RECORD EXTRACTS START

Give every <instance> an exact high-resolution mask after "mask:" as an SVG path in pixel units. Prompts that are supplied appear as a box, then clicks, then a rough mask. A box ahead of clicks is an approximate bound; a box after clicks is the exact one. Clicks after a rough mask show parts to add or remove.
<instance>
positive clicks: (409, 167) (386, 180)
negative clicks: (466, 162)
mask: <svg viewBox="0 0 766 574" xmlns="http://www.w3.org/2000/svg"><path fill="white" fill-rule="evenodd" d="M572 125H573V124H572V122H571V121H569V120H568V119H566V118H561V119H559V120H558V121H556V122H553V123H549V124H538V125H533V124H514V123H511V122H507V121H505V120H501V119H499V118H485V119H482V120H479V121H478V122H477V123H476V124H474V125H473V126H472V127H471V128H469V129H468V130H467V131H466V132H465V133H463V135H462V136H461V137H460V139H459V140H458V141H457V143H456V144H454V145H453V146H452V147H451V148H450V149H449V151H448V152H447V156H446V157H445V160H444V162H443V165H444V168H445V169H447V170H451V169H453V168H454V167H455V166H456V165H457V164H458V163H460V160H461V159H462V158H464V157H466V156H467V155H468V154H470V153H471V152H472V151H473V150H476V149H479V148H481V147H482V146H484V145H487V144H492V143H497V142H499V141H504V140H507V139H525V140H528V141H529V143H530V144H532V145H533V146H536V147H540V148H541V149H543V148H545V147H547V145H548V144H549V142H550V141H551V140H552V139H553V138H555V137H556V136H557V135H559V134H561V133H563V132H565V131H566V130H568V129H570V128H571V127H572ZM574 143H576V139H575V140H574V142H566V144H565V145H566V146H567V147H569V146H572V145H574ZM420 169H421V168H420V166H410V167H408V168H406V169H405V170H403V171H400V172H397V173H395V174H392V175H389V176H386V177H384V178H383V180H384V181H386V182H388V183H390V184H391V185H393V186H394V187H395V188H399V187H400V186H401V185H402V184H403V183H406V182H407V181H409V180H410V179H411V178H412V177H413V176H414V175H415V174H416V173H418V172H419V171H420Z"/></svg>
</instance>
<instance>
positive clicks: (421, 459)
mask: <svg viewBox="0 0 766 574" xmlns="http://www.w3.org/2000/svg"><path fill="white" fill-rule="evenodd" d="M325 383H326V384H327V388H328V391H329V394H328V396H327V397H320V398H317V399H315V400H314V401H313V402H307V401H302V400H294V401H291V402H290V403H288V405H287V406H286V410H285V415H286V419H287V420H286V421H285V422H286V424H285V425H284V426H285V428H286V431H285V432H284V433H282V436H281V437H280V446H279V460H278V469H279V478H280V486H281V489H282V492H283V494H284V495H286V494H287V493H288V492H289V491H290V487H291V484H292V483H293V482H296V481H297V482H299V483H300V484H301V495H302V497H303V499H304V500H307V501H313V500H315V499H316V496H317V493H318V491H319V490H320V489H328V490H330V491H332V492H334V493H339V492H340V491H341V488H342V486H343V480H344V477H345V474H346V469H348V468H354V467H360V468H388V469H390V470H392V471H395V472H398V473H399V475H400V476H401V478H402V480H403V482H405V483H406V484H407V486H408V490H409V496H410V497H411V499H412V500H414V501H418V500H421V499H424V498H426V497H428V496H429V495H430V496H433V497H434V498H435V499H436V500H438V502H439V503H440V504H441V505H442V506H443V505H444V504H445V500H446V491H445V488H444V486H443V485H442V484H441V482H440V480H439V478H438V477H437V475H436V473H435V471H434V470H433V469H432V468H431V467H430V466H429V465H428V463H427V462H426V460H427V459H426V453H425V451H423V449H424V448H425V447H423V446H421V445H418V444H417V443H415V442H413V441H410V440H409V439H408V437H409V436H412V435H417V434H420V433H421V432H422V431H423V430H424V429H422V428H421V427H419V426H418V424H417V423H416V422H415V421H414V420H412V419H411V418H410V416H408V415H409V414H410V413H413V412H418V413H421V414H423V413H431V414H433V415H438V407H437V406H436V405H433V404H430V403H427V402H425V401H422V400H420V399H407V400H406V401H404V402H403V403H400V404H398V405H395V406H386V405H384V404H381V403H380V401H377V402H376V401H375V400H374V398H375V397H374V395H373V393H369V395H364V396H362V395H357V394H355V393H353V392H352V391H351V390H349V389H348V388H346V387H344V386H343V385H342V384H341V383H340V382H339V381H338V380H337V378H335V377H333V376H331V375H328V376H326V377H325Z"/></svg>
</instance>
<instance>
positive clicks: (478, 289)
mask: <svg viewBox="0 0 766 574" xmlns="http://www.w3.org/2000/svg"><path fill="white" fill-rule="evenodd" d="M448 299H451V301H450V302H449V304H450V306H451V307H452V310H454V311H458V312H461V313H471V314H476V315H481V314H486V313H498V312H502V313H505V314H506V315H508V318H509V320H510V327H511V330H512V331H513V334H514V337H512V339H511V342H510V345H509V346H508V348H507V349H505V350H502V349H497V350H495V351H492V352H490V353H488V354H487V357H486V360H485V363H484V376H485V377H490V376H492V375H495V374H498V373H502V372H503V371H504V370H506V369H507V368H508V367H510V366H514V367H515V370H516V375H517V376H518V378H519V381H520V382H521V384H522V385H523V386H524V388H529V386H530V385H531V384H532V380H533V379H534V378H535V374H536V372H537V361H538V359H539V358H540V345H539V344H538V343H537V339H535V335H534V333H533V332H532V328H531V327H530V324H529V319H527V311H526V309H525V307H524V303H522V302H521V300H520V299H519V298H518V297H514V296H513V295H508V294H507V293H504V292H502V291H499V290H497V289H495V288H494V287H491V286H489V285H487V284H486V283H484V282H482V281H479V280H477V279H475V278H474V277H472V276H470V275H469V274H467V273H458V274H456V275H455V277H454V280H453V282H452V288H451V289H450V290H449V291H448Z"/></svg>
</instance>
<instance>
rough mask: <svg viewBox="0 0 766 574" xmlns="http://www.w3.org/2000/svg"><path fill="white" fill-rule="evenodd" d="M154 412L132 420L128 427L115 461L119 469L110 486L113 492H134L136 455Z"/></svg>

RECORD EXTRACTS END

**EXERCISE DESCRIPTION:** Copy every record precisely, omitting nothing.

**WRITTEN RESPONSE:**
Give every <instance> an exact high-resolution mask after "mask:" as an SVG path in pixel units. Prompts that are supplied appear as a box, then clicks, then a rough mask. A box ahead of clicks is an approximate bound; a box after clicks is the exact one. Clicks after a rough mask show parts to add or remove.
<instance>
positive clicks: (409, 167) (386, 180)
negative clicks: (466, 162)
mask: <svg viewBox="0 0 766 574" xmlns="http://www.w3.org/2000/svg"><path fill="white" fill-rule="evenodd" d="M572 125H573V124H572V122H571V121H569V120H568V119H566V118H561V119H559V120H558V121H556V122H553V123H549V124H538V125H533V124H514V123H511V122H507V121H505V120H501V119H499V118H485V119H482V120H479V121H478V122H477V123H476V124H474V125H473V126H472V127H471V128H469V129H468V130H467V131H466V132H465V133H463V135H462V136H461V137H460V139H459V140H458V141H457V143H456V144H454V145H453V146H452V147H451V148H450V149H449V151H448V152H447V156H446V157H445V160H444V162H443V165H444V168H445V169H447V170H451V169H453V168H454V167H455V166H456V165H457V164H458V163H460V160H461V159H462V158H464V157H466V156H467V155H468V154H470V153H471V152H472V151H473V150H476V149H479V148H481V147H482V146H484V145H487V144H492V143H497V142H499V141H504V140H507V139H525V140H528V141H529V143H530V144H532V145H533V146H536V147H540V148H541V149H543V148H545V147H547V145H548V144H549V142H550V141H551V140H552V139H553V138H555V137H556V136H557V135H559V134H561V133H563V132H565V131H566V130H568V129H570V128H571V127H572ZM574 143H576V139H575V140H574V142H566V144H565V145H566V146H567V147H569V146H572V145H574ZM420 169H421V168H420V166H410V167H408V168H406V169H405V170H403V171H400V172H397V173H395V174H392V175H389V176H386V177H384V178H383V180H384V181H386V182H388V183H390V184H391V185H393V186H394V187H395V188H399V187H400V186H401V185H402V184H403V183H406V182H407V181H409V180H410V179H411V178H412V177H413V176H414V175H415V174H416V173H418V172H419V171H420Z"/></svg>
</instance>
<instance>
positive clicks: (421, 459)
mask: <svg viewBox="0 0 766 574" xmlns="http://www.w3.org/2000/svg"><path fill="white" fill-rule="evenodd" d="M325 383H326V384H327V388H328V391H329V394H328V396H327V397H320V398H317V399H315V400H314V401H313V402H307V401H302V400H294V401H291V402H290V403H288V405H287V406H286V410H285V415H286V419H287V420H286V421H285V422H286V424H285V425H284V426H285V428H286V431H285V432H284V433H282V436H281V437H280V446H279V460H278V469H279V478H280V486H281V489H282V492H283V494H284V495H286V494H287V493H288V492H289V491H290V487H291V484H292V483H293V482H296V481H297V482H299V483H300V484H301V495H302V497H303V499H304V500H307V501H313V500H315V499H316V496H317V493H318V491H319V490H320V489H328V490H330V491H332V492H334V493H339V492H340V491H341V488H342V486H343V480H344V477H345V474H346V469H348V468H354V467H360V468H388V469H390V470H392V471H395V472H398V473H399V475H400V476H401V478H402V480H403V482H405V483H406V484H407V486H408V490H409V496H410V497H411V499H412V500H414V501H418V500H421V499H424V498H426V497H428V496H429V495H430V496H433V497H434V498H435V499H436V500H438V502H439V503H440V504H441V505H442V506H443V505H444V504H445V500H446V491H445V488H444V486H443V485H442V484H441V482H440V480H439V478H438V477H437V475H436V473H435V471H434V470H433V469H432V468H431V467H430V466H429V465H428V463H427V462H426V460H427V459H426V453H425V451H423V449H424V448H425V447H423V446H421V445H418V444H417V443H415V442H413V441H410V440H409V439H408V437H409V436H412V435H417V434H420V433H421V432H422V431H423V430H424V429H422V428H421V427H419V426H418V424H417V423H416V422H415V421H414V420H412V419H411V418H410V416H408V415H409V414H410V413H413V412H418V413H421V414H423V413H431V414H433V415H438V407H437V406H436V405H433V404H430V403H427V402H425V401H422V400H420V399H407V400H406V401H404V402H403V403H400V404H398V405H395V406H386V405H384V404H381V403H380V401H377V402H376V401H375V400H374V398H375V397H374V395H373V393H369V395H364V396H362V395H357V394H355V393H353V392H352V391H351V390H349V389H348V388H346V387H344V386H343V385H342V384H341V383H340V382H339V381H338V380H337V378H335V377H333V376H331V375H328V376H326V377H325Z"/></svg>
</instance>
<instance>
positive clicks: (478, 289)
mask: <svg viewBox="0 0 766 574" xmlns="http://www.w3.org/2000/svg"><path fill="white" fill-rule="evenodd" d="M448 299H451V301H450V302H449V304H450V306H451V307H452V310H454V311H458V312H461V313H471V314H476V315H481V314H486V313H498V312H502V313H505V314H506V315H508V318H509V320H510V327H511V330H512V331H513V334H514V337H512V339H511V342H510V345H509V346H508V348H507V349H505V350H502V349H497V350H495V351H492V352H490V353H488V354H487V357H486V360H485V363H484V376H485V377H490V376H492V375H495V374H498V373H502V372H503V371H504V370H506V369H507V368H508V367H510V366H514V367H515V370H516V375H517V376H518V378H519V381H520V382H521V384H522V385H523V386H524V388H529V386H530V385H531V384H532V380H533V379H534V378H535V374H536V372H537V361H538V359H539V358H540V345H539V344H538V343H537V339H535V335H534V333H533V332H532V328H531V327H530V324H529V319H527V311H526V309H525V307H524V303H522V302H521V300H520V299H519V298H518V297H514V296H513V295H508V294H507V293H504V292H502V291H499V290H497V289H495V288H494V287H491V286H489V285H487V284H486V283H484V282H482V281H479V280H477V279H475V278H474V277H472V276H470V275H469V274H467V273H458V274H456V275H455V277H454V280H453V282H452V288H451V289H450V290H449V291H448Z"/></svg>
</instance>
<instance>
rough mask: <svg viewBox="0 0 766 574" xmlns="http://www.w3.org/2000/svg"><path fill="white" fill-rule="evenodd" d="M154 412L132 420L128 427L115 461L119 469L110 486L113 492H134L136 455Z"/></svg>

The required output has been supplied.